WHAT IS BEING ASKED. Rewrite the stretch from the line containing "Screenshot question: what is the bounding box of the water" through the line containing "[360,407,746,553]", changing "water reflection" to "reflection on the water" and leaving everything else untouched. Return only those lines.

DATA SUPPLIED.
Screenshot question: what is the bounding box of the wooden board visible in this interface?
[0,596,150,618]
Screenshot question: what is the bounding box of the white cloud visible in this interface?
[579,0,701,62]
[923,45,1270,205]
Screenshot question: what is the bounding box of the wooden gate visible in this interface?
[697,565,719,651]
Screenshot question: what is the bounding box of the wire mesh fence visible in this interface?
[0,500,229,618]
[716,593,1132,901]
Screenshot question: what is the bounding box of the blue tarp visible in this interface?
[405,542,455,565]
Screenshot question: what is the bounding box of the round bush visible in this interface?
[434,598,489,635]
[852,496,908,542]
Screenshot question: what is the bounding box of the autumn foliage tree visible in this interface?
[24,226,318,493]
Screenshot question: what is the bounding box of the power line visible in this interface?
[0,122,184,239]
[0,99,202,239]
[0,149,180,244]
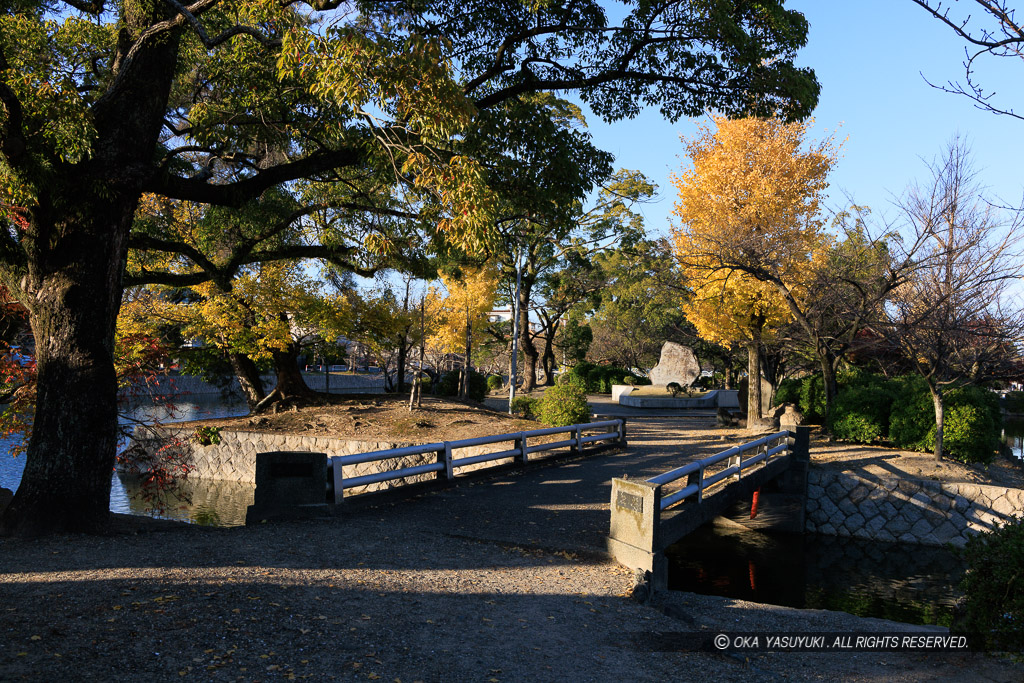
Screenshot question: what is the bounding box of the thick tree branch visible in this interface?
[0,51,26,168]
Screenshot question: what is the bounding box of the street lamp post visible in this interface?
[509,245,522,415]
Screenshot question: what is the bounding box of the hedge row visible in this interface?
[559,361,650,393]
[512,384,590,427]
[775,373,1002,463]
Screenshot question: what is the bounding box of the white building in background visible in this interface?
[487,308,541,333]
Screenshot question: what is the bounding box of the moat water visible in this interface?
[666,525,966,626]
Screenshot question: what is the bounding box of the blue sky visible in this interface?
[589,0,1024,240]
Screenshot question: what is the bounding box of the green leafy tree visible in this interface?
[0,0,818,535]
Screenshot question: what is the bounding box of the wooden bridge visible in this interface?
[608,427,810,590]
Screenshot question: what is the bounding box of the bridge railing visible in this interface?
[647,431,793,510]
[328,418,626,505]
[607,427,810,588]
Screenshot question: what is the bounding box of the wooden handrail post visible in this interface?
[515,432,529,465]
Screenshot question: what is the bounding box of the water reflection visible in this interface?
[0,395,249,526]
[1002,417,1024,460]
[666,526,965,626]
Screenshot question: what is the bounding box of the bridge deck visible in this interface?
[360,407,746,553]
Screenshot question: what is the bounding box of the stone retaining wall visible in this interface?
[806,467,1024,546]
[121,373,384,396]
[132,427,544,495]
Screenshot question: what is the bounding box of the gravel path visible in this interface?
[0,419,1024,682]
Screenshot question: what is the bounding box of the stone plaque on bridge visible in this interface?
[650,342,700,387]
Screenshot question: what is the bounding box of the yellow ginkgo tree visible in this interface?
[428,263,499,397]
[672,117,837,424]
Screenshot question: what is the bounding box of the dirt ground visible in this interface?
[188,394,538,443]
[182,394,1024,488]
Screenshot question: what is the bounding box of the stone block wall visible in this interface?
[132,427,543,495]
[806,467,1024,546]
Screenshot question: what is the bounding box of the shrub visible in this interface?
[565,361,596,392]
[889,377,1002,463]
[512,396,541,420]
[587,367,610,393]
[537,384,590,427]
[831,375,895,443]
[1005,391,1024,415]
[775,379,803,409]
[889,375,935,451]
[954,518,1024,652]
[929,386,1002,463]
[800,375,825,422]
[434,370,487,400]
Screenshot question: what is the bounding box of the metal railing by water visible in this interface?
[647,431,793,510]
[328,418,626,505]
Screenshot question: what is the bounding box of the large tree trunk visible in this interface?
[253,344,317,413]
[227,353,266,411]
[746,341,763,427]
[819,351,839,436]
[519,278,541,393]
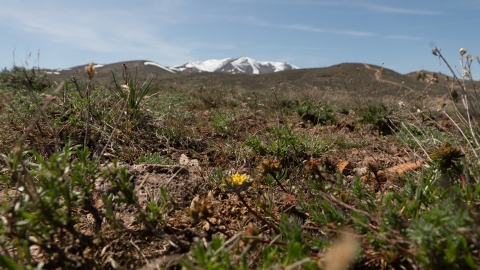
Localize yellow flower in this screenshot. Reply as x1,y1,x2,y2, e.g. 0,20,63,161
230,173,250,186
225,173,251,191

---

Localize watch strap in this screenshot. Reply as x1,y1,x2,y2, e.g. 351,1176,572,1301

TASK ANSWER.
Screenshot question: what is the bounding box of the reflection on the water visible in this interface?
[0,395,249,526]
[1002,417,1024,460]
[666,526,965,626]
Screenshot question: what is the bounding box of the bridge deck visible in this interface?
[360,407,746,553]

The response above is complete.